[[ TEXT SHOWN, beginning ]]

When HaCaT cells were irradiated by UVB, nuclear factor kappa B (NF-κB) and mitogen-activated protein kinase (MAPK) pathways were activated. The transcription factor of NF-κB is a heterodimer composed of the subunits of p50/p65. NF-κB induces the expression of inflammatory factors such as IL-6 and TNF-α through a cascade reaction in vivo, resulting in skin inflammation [68]. Since it has been reported that 12-HHT inhibits UVB-induced IL-6 synthesis via the negative regulation of P38 MAPK and the subsequent suppression of NF-κB activity [8]. MAPK belongs to the family of serine and tyrosine kinase, including extracellular signal-regulated kinase (ERK), c-Jun N-terminal kinase (JNK), and P38 MAPK, which are involved in cell multiplication, differentiation, apoptosis, and inflammation [8, 9]. In various cell apoptosis, overexpressed ceramides (Cers) may provoke apoptosis by directly participating in ROS generation through the modulation of MAPK signaling pathways [1012]. These cascades of biochemical alterations ultimately lead to cells’ death by diverse mechanisms, including B-cell lymphoma-2 (Bcl-2) depletion, Bcl-2-associated X protein (Bax) increase, and caspase-3 activation [9].

Alpha-mangostin (α-MG) is a major xanthone compound widely found in mangosteen pericarp [13]. It was confirmed to possess various bioactive functions including anti-inflammatory, antiapoptosis, anticancer, and antioxidant effects [1416], and it has also been identified as an inhibitor of acid sphingomyelinase (ASM) [17]. ASM, which hydrolyzes sphingomyelin (SM) to Cers and phosphorycholine, is considered to be a key target of Cer production upon UV irradiation [18, 19]. α-MG improves endothelial dysfunction in diabetic mice through the inhibition of Cer [20]. Cers are important structural components of the epidermis, which plays a key role in maintaining homeostasis of the human body [20]. In addition, Cers also act as an active second messenger, regulate keratinocyte proliferation and differentiation, and enhance proinflammatory cytokines production [21]. Although study has shown that α-MG has an antiphotoaging effect [22], mechanisms of α-MG in protecting the skin from UVB damage still lack in-depth study. Therefore, we committed to studying the protective effect of α-MG for HaCaT cells against UVB irradiation and its potential molecular mechanism. This study aimed to provide both a theoretical and experimental basis for the development and application of α-MG; thereupon, a ceramide that is a prominent manifestation in the process of photoaging is disclosed.

[[ TEXT SHOWN, end ]]

> _INSTRUCTIONS TO FOLLOW_: In the alpha-mangostin passage, which enzyme is α-MG identified as inhibiting? Draw answers from the alpha-mangostin passage alone, without outside knowledge.

[[ DATA SECTION, beginning ]]

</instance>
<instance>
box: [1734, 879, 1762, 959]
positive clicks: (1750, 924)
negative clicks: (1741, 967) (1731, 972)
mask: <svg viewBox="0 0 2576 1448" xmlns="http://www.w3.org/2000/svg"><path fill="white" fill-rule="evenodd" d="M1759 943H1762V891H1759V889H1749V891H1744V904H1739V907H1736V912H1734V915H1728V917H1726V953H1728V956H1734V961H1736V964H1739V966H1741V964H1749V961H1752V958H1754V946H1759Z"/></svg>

[[ DATA SECTION, end ]]

> _EXERCISE ANSWER_: Acid sphingomyelinase (ASM).